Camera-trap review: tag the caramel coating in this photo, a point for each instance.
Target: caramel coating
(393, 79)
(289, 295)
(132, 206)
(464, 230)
※
Render every line of the items above as a JSON list of strings, one string per line, leaving out any blank lines.

- EXERCISE RESPONSE:
[
  "Camera-trap review: tag the caramel coating in this photo, a point for each instance.",
  "Target: caramel coating",
  "(393, 79)",
  "(289, 295)",
  "(132, 206)",
  "(464, 230)"
]